-- BEGIN Excerpt --

# Has anyone bought a new car in Mexico?



## Perrier (Dec 18, 2016)

I'm thinking of buying a new car next month. I've been renting a car for the past month but want to get rid of it. 

What is the process for negotiations etc at a dealership?

Any advice would be helpful


----------



## Gatos (Aug 16, 2016)

Perrier said:


> I'm thinking of buying a new car next month. I've been renting a car for the past month but want to get rid of it.
> 
> What is the process for negotiations etc at a dealership?
> 
> Any advice would be helpful


We purchased a new 2016 Subaru last spring. With the depreciation of the peso - we watched the purchase price increase weekly. If I had to guess we got the car at 19.64 or so. 

There were NO negotiations on the price of the car. I believe they are set nationwide. We did manage to get premium floor mats and an English language owner's manual at no additional cost.

It is a great car.


----------



## TundraGreen (Jul 15, 2010)

Perrier said:


> I'm thinking of buying a new car next month. I've been renting a car for the past month but want to get rid of it.
> 
> What is the process for negotiations etc at a dealership?
> 
> Any advice would be helpful


I bought a new motorcycle last April. No negotiations on price, but it was a demo and last year's model so I got a break on the price and some extras included. The process was basically the same as in the US.


----------



## Perrier (Dec 18, 2016)

Gatos said:


> We purchased a new 2016 Subaru last spring. With the depreciation of the peso - we watched the purchase price increase weekly. If I had to guess we got the car at 19.64 or so.
> 
> There were NO negotiations on the price of the car. I believe they are set nationwide. We did manage to get premium floor mats and an English language owner's manual at no additional cost.
> 
> It is a great car.


I'm a big Subaru fan but the wife and I don't really need to be driving much.
I've had this VW Veneto for a month and we've put on 1500km. I like the car for what we need. It's only around $10k or 220,000 Pesos


----------



## joaquinx (Jul 3, 2010)

In 2009, I bought a VW Crossfox. No negotiations. Paid 70% down followed by three payments. No interest.


----------



## Zorro2017 (Jan 9, 2017)

Has anyone financed a vehicle in Mexico?


----------



## RVGRINGO (May 16, 2007)

Zorro2017 said:


> Has anyone financed a vehicle in Mexico?


Some have; Mexican citizens with healthy bank accounts, property, co-signers, first sons and a willingness to pay unbelievably usurious interest rates. Tourists, never. Expat residents, virtually never. New naturalized citizens, very rarely.

Next question, please.


----------



## TundraGreen (Jul 15, 2010)

Zorro2017 said:


> Has anyone financed a vehicle in Mexico?


I did, but probably not in the way you meant. I loaned a Mexican friend some of the money he used to buy a Harley-Davidson. He repaid me in labor over the following few months.


----------



## eastwind (Jun 18, 2016)

-- END Excerpt --

■ **Problems**:
1. List every vehicle make or model named in the car-buying thread.
2. Answer these questions from the car-buying thread:
(a) What did Gatos get at no additional cost with the Subaru?
(b) How many kilometers had Perrier put on the VW Veneto?
(c) What share of the price did joaquinx pay as a down payment on the Crossfox?

-- BEGIN Supplied information --

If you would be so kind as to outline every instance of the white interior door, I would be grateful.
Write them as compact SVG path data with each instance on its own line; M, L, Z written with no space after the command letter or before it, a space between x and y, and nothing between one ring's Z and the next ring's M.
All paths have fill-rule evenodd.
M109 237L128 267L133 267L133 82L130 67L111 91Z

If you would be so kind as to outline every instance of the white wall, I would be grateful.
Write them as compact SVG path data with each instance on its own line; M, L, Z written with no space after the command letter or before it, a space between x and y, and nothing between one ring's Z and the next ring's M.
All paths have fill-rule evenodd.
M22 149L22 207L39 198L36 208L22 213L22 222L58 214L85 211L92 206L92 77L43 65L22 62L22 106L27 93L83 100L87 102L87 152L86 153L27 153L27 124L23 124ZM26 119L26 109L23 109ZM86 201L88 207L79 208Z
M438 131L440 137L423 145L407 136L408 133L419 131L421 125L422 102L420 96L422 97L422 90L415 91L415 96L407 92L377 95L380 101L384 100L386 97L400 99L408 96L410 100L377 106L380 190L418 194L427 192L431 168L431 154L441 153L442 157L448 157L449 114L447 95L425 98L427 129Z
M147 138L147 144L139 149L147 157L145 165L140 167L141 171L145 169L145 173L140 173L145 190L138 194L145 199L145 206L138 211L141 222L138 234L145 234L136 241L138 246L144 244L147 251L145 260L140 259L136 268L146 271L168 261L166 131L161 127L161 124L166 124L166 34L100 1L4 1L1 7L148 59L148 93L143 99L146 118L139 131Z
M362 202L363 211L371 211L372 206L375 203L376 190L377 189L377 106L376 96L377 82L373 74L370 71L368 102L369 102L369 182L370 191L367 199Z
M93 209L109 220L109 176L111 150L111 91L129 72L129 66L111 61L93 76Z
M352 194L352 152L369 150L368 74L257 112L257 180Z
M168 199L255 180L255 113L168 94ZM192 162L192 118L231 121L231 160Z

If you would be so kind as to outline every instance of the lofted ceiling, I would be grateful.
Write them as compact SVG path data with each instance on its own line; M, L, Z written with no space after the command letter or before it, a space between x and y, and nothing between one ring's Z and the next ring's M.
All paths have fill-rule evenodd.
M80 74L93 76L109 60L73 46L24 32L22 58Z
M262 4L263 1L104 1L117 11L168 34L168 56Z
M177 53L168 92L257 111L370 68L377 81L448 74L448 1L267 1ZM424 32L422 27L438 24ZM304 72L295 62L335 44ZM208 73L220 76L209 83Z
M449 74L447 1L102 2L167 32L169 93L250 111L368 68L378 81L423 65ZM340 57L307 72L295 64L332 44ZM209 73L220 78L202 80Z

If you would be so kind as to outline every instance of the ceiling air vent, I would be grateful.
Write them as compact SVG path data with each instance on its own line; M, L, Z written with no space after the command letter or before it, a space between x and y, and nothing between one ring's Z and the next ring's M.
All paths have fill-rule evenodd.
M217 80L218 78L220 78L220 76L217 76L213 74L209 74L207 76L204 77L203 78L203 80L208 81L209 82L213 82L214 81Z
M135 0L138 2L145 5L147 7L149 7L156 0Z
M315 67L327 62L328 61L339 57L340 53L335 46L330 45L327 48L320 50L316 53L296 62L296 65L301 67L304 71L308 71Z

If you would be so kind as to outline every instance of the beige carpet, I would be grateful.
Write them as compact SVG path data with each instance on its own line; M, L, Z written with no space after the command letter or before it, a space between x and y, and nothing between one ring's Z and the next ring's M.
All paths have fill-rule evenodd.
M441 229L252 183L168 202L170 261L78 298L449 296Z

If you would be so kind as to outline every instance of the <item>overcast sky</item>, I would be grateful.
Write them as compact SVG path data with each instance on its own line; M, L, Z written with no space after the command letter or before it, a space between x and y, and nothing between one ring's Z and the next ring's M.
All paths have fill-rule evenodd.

-- END Supplied information --

■ **Completed exercise**:
1.
2016 Subaru
VW Veneto
VW Crossfox
Harley-Davidson

2.
(a) Premium floor mats and an English language owner's manual.
(b) 1500 km.
(c) 70%.